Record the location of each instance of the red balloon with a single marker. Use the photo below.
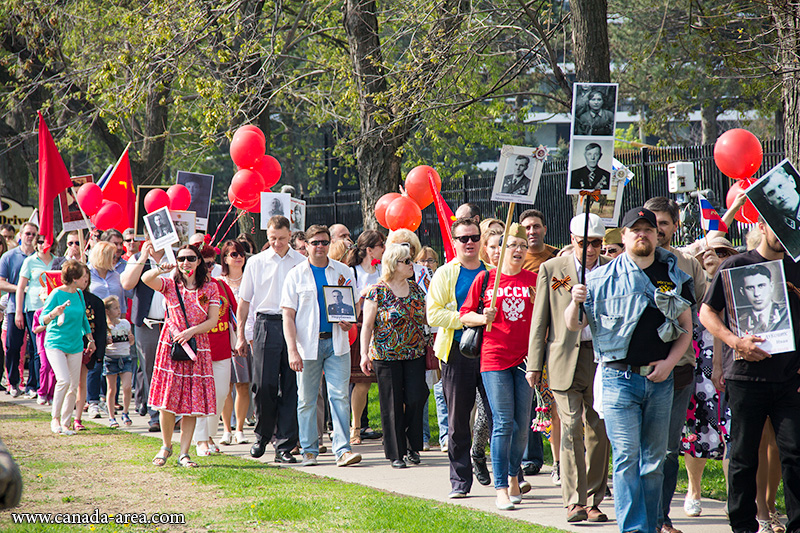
(748, 213)
(418, 185)
(270, 168)
(108, 216)
(381, 205)
(246, 147)
(155, 200)
(179, 197)
(90, 198)
(403, 212)
(738, 153)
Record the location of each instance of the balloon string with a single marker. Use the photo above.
(218, 227)
(242, 212)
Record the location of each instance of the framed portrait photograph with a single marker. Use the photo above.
(518, 174)
(297, 220)
(590, 164)
(594, 109)
(184, 222)
(200, 187)
(141, 212)
(776, 197)
(339, 303)
(758, 304)
(71, 218)
(609, 207)
(275, 203)
(161, 229)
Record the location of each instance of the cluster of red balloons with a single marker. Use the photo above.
(176, 198)
(395, 211)
(738, 155)
(104, 214)
(256, 171)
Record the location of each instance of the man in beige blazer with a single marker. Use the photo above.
(570, 370)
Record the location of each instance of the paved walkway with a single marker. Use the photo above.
(431, 480)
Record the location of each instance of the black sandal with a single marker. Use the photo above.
(185, 461)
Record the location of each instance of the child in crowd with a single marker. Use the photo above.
(118, 360)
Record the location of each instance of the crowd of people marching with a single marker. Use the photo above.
(639, 360)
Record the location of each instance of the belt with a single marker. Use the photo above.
(641, 370)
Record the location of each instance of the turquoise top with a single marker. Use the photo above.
(68, 337)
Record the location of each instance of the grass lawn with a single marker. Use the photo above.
(110, 470)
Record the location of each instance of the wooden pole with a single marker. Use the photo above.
(502, 257)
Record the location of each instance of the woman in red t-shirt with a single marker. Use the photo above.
(503, 355)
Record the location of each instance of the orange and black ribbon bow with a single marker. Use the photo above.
(558, 283)
(594, 195)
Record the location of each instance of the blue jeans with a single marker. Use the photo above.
(635, 410)
(510, 401)
(337, 379)
(441, 412)
(680, 404)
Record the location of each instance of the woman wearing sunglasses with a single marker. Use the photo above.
(184, 388)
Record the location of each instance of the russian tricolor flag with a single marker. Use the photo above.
(709, 217)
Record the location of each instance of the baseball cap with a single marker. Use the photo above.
(636, 214)
(596, 226)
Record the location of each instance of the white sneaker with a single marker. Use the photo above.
(692, 507)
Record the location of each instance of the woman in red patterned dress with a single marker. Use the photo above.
(184, 388)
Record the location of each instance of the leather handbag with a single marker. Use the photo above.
(178, 353)
(472, 336)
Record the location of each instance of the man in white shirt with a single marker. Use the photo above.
(274, 383)
(318, 346)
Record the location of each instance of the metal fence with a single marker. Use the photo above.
(648, 165)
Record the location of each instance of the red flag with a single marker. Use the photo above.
(119, 188)
(446, 218)
(53, 179)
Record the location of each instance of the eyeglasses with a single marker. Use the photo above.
(466, 238)
(594, 243)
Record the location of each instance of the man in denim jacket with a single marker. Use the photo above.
(638, 308)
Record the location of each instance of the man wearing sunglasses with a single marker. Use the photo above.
(667, 215)
(570, 369)
(318, 347)
(10, 266)
(274, 382)
(460, 375)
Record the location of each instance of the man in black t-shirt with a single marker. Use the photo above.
(759, 385)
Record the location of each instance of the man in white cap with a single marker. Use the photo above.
(571, 367)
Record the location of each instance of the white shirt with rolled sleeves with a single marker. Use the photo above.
(300, 294)
(264, 276)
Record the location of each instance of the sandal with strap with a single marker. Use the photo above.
(185, 461)
(161, 460)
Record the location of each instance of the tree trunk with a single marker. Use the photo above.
(590, 40)
(708, 122)
(786, 15)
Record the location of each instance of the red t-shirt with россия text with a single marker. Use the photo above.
(506, 345)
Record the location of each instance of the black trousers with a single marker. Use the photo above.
(460, 378)
(402, 393)
(274, 385)
(751, 403)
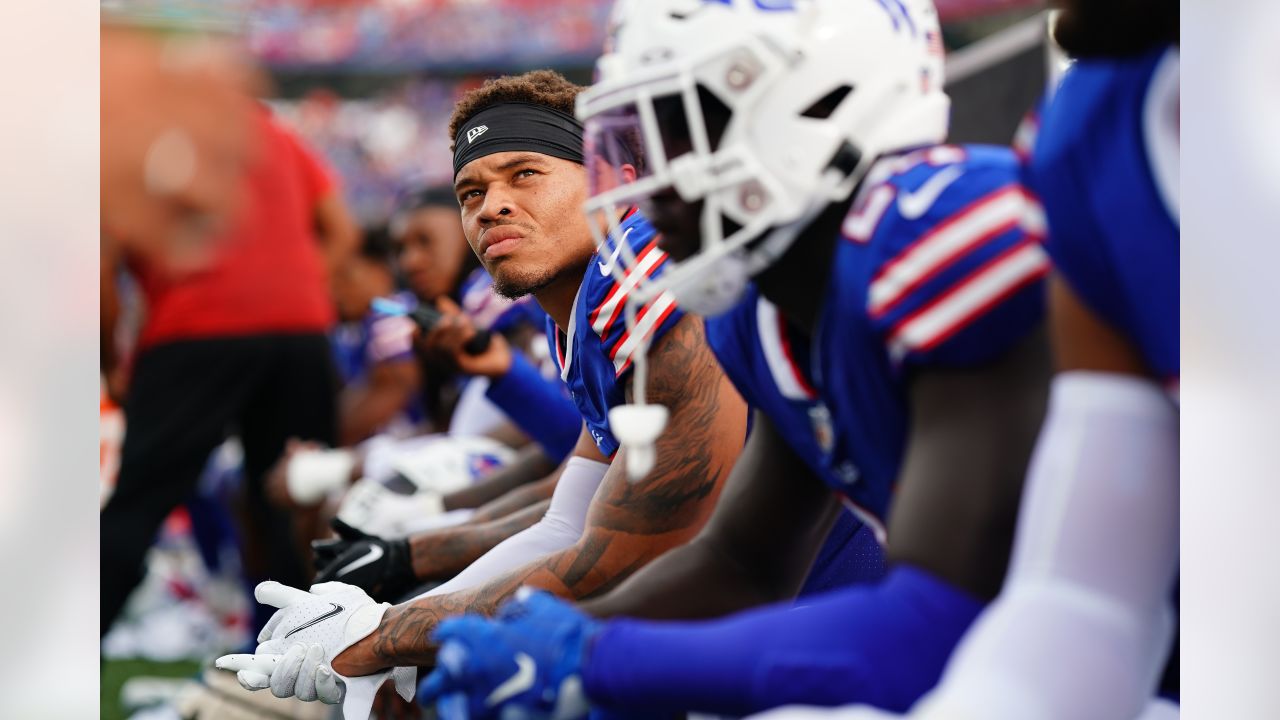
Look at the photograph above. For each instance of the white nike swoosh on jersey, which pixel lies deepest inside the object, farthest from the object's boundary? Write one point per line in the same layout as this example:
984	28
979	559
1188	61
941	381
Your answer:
913	205
515	684
375	551
606	268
....
__Task goal__.
Exactly restate the lines from the one holding "Record the location of each instance of the tree" to the final line of the records above, including both and excluding pictures.

__Written solution__.
Record the location of each instance of the tree trunk with a single marker. Use the photo above.
(590, 40)
(708, 122)
(786, 15)
Record the location of each instance of the red t-shirt with россия text with a single marker. Use the photo above.
(506, 345)
Record the location of each instance of the black trousers with a single marker. Use the photo above.
(460, 378)
(402, 393)
(274, 385)
(751, 403)
Look at the photograph above. For each instance of the white nike swoosh on jersey, which pixel lies deepest inside the object, farthest from the object's boundary? Write one point per line in the same layout as this example:
984	28
979	559
1188	61
941	381
Your answer:
913	205
515	684
375	551
606	268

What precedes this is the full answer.